Dataset entries
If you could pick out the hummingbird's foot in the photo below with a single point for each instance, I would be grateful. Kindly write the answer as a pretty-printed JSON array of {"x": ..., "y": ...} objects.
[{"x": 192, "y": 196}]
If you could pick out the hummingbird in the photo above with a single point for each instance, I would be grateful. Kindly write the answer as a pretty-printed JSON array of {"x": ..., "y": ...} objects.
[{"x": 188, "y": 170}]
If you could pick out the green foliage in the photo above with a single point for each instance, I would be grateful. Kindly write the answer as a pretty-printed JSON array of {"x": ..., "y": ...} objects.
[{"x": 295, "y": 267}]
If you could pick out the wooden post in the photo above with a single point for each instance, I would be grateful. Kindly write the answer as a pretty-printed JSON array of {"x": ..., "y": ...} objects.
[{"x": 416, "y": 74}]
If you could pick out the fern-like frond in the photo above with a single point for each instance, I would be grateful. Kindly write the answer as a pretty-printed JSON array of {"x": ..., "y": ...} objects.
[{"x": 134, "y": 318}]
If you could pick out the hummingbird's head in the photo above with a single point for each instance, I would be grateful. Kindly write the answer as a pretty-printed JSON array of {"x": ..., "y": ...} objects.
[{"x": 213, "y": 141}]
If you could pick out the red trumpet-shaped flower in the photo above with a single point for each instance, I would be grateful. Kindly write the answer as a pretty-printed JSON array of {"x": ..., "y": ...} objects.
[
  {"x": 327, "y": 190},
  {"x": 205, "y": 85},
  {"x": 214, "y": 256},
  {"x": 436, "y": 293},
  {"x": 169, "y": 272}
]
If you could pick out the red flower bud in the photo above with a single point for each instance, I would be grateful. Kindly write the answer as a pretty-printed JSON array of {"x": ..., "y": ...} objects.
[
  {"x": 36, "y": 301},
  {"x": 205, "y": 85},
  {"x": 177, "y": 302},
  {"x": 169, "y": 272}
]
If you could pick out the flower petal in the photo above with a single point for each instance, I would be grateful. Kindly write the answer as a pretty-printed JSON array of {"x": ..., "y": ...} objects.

- **DESCRIPTION OF THE TASK**: Retype all of the records above, keeping them identical.

- **THE COMPLETED TASK**:
If you could pick out the hummingbird's foot in the photo below with a single point for each instance, I would be grateful. Kindly write the answer as a pretty-printed JSON array of {"x": ..., "y": ...} objects.
[{"x": 192, "y": 196}]
If you could pick out the hummingbird in the photo above with a single point for each instance, I would be grateful. Kindly write the answer as a pretty-printed JSON array of {"x": ..., "y": ...} objects.
[{"x": 188, "y": 170}]
If you could pick out the green foliage in the photo above with a single point for each instance, I would be grateful. Kindly write the answer as a pretty-printed JSON array of {"x": ..., "y": ...} objects.
[{"x": 295, "y": 267}]
If you could pick out the wooden post in the photo above with a single point for each instance, I would be grateful. Kindly write the answer as a pretty-printed JSON array of {"x": ..., "y": ...} objects.
[{"x": 416, "y": 74}]
If you could pick out the fern-like frond in the photo above with a single point for each instance, I would be grateful. Kindly write the answer as a pretty-printed JSON array of {"x": ..., "y": ...} objects.
[{"x": 134, "y": 318}]
If you could pick out the hummingbird's head in the photo above with a single point for each instance, I would be grateful. Kindly write the answer as a pretty-printed JSON array of {"x": ..., "y": ...} objects.
[{"x": 213, "y": 141}]
If you could pick out the red trumpet-shaped flower in the photo above with a single point for each instance, I would be grateful. Kindly write the answer as a pretty-printed JSON array of {"x": ..., "y": ...} objects.
[
  {"x": 327, "y": 190},
  {"x": 205, "y": 85},
  {"x": 214, "y": 256},
  {"x": 436, "y": 293},
  {"x": 169, "y": 272}
]
If you could pick out the red flower bud in the photo above with a single point for each instance, I would be grateful. Kindly write the answer as a pretty-printed JSON array of {"x": ..., "y": ...} objects.
[
  {"x": 36, "y": 301},
  {"x": 205, "y": 85},
  {"x": 177, "y": 302},
  {"x": 169, "y": 272}
]
If you could pick out the flower petal in the photo above with a single point for each instance, I would be grateful. Kindly write the answer as a pretty-printed JSON array of {"x": ..., "y": ...} objects.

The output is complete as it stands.